[Start Quoted passage]

You will also be glad to know that the windshield wiper fluid is flowing
properly. Just in time for the clouds to break!

Courage

***


It seems you dont know what credit card number means.

A credit card number contains 16digit.so i dont know where you got the
number u gave to me.any credit card number is 16digit.

so provide me your 16digit credit card number okay and try get me a phone
number i can reach you ok.

Dear Mr. Clerk,

Sixteen digits, you say? Well, that certainly accounts for my difficulty in
ordering socks and other men's unmentionables online! Traditionally, I have
supplied only a handful of digits and have long wondered why my products
never arrive. Quite frankly, I am in desperate need of some new boxers. But
no need to burden you with my problems, let's get back to business. About
that title, what do you think of Chief Honcho? It's been done, I know, but
it does fit my requirement for two words and looks fabulous on the business
card mock-up I designed last night.
Oh, before I forget, some more digits -- 3, and 18. Tell me when you have
enough.
There's a chill in the air today. Hawaii can't come fast enough!

Good luck

****

i dont think you are seriuos,just let forget all this deal okay.


Dear Mr. Clerk,


I am bewildered and, frankly, a bit chagrined, my friend. You first extend
a job offer and now you seem to be reneging on a deal agreed upon by two
honorable gentlemen. In my country, business is not conducted in that
manner. I do not understand why you cannot tell me what my job title would
be. If Chief Honcho is a no-go, then how about Major Muckety-Muck? I like
the alliteration. And to think, I had my MasterCard out on the table here
in front of me, ready to fully comply with your request.

[End Quoted passage]
[Start Given information]

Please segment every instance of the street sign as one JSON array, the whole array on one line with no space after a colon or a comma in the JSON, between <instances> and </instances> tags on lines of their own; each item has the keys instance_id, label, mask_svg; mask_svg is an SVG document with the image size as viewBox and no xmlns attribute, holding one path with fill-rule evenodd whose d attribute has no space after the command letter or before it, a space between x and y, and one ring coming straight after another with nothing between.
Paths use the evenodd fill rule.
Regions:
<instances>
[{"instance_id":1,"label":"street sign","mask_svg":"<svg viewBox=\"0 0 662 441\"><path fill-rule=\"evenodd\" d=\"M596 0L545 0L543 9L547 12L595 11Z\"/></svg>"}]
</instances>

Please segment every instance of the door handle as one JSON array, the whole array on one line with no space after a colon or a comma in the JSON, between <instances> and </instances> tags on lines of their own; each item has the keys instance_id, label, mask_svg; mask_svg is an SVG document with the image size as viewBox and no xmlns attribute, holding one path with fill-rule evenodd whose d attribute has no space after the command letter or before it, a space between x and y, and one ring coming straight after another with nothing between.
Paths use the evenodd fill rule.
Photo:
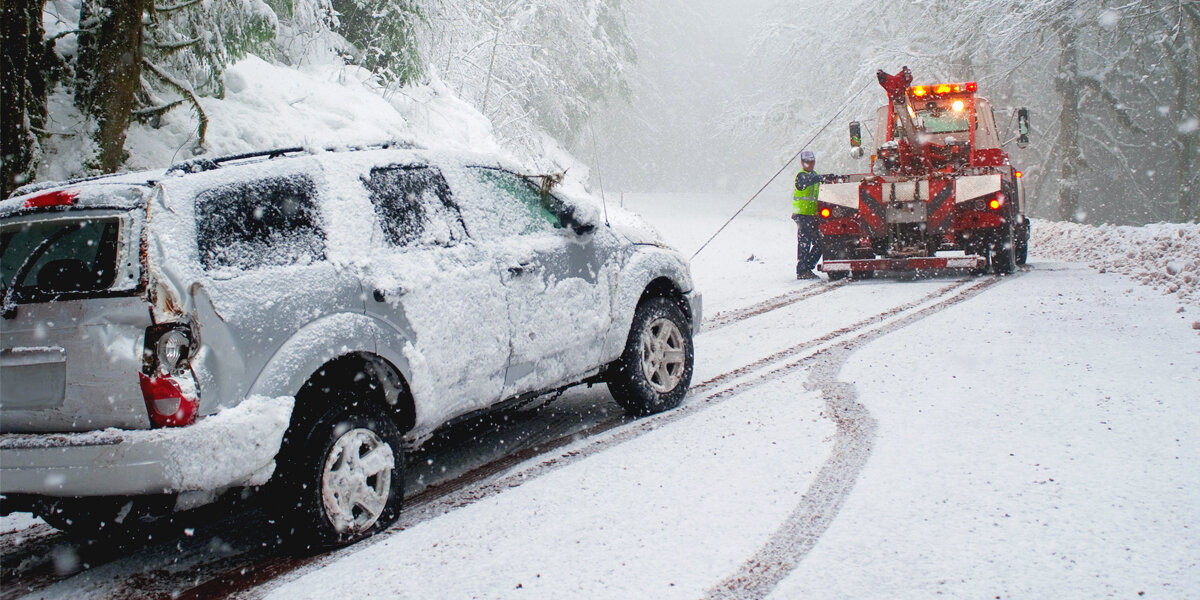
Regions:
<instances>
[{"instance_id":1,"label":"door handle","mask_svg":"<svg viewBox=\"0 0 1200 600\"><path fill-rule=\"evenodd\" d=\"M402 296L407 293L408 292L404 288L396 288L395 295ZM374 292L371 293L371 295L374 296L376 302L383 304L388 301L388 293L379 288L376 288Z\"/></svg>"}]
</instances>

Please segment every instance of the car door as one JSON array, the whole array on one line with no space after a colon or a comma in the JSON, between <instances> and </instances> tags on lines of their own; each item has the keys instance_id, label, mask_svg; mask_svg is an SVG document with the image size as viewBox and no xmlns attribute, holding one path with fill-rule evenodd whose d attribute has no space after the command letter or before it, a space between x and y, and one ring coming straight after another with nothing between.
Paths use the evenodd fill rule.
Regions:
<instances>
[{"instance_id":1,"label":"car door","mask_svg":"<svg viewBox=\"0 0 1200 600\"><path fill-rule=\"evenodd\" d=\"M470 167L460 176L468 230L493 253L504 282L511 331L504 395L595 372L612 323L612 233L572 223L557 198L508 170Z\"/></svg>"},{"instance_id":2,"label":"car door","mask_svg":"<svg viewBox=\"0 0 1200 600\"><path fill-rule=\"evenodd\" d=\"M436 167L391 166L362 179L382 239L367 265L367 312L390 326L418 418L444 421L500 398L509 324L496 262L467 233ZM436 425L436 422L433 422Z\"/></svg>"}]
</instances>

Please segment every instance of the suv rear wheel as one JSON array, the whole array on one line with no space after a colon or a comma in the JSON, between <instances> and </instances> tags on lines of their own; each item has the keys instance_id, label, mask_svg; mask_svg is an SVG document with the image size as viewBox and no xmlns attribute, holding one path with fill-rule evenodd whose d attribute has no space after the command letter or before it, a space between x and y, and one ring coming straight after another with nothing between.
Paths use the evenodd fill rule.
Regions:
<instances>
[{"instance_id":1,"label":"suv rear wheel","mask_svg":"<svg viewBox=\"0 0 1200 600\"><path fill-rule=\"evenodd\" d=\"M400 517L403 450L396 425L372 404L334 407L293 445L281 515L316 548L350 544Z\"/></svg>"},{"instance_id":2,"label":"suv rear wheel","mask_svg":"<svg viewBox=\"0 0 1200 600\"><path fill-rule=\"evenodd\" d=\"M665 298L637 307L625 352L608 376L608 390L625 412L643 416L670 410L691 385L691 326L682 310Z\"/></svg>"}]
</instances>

[End Given information]
[Start Given information]

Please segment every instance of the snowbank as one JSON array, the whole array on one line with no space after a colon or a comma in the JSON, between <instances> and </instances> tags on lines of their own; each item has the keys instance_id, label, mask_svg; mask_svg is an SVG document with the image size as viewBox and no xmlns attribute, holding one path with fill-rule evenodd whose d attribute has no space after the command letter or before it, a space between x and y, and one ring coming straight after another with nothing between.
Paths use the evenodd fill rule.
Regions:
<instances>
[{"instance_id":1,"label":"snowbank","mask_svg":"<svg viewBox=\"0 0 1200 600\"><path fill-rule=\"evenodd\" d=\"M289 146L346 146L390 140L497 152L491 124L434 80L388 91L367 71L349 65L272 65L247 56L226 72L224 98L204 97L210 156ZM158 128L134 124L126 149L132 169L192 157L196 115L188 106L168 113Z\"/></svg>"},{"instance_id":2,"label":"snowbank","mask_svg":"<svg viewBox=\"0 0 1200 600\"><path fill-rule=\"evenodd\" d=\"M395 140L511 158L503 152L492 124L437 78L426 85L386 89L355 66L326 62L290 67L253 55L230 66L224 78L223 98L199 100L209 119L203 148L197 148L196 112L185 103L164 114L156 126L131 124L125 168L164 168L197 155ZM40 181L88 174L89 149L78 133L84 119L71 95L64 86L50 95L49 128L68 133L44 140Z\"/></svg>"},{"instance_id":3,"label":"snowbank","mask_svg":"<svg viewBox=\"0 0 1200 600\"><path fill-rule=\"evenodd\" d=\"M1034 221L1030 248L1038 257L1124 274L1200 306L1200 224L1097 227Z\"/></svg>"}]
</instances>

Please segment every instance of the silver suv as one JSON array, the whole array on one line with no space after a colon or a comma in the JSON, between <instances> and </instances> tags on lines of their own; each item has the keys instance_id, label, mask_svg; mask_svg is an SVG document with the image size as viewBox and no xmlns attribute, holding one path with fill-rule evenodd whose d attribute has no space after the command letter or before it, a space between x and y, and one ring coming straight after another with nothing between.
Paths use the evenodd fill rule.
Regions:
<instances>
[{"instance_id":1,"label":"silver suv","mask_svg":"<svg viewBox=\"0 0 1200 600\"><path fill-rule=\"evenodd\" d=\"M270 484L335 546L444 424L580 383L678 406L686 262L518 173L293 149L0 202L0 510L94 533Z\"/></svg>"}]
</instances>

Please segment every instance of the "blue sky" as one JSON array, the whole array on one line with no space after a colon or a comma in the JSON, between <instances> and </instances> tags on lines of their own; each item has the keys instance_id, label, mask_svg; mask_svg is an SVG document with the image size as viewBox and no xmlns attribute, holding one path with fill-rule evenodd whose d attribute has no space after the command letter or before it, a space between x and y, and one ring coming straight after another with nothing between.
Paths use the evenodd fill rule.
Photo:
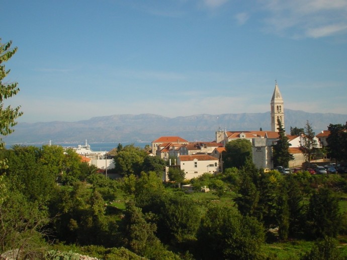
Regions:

[End Given information]

### Exercises
(A) Duplicate the passage from the letters to Mr. Clerk starting with "It seems you" and going on through "reach you ok.".
(B) According to the letters to Mr. Clerk, what job title does the writer suggest if Chief Honcho is rejected?
(C) Write the next part of the letters to Mr. Clerk, picking up after their final sentence.
The rows come from a separate source and are not part of the letters to Mr. Clerk.

### In response
(A)
It seems you dont know what credit card number means.

A credit card number contains 16digit.so i dont know where you got the
number u gave to me.any credit card number is 16digit.

so provide me your 16digit credit card number okay and try get me a phone
number i can reach you ok.

(B) Major Muckety-Muck.

(C)
The sun is breaking through the clouds and its warmth cascades upon my
shoulders. I feel like humming "Tiny Bubbles"!

Break a leg!


****

Good day,

Will like you to know you not doing any much job for us
online,what you will be doing for us is just to receive money from our
customers and deduct your percentage also send the remaining money to our
company.

so try and provide me the details so as to that doing business if you
understand what your position online.


Best Regards

John


Dear Mr. Clerk,


A new week, a new start! Marvelous! People tell me my emails can sometimes
meander, so perhaps that accounts for your confusion. I completely
understand the business proposition and, as you know, I find it most
generous. The sticking point, my fearless leader, is the title I would
hold. After much reflection over the weekend, I have decided on Top Dog.
I'm afraid there is no wiggle room here. Please advise as soon as possible.


***


WHAT DID YOU WANT ME TO ADVISE YOU ON BECAUESE I DONT SEEMS TO UNDERSTAND
YOU AT ALL


Dear Mr. Clerk,


My title, man, my title! I want to be called Top Dog. The last company I
gave my credit card information to was delighted to give me the title of
Numero Uno, so I cannot fathom why you are balking.
In case you do not have access to the latest aerial imaging, I can tell you
that skies have cleared over my part of the world, although the temps are
brisk -- my scanty tank top number probably was not the most prudent
wardrobe choice this morning, but everything else was in the laundry.
Hawaii arrangements are now on the fast track. Would it be possible for you
to front me the moolah for a first-class ticket. It seems a natural for the
Top Dog.


***


why have i not hear from you

Dear Mr. Clerk,

My deepest apologies, sir. It appears as though my previous communication
has been lost somewhere in that magical place we call the Internet. I do
hope this has not detoured your revenue stream in any way. To review, we
seem to be stuck on the matter of a title. So, my soon-to-be direct
supervisor, please do clarify that for me -- what will my title be as your
prime representative.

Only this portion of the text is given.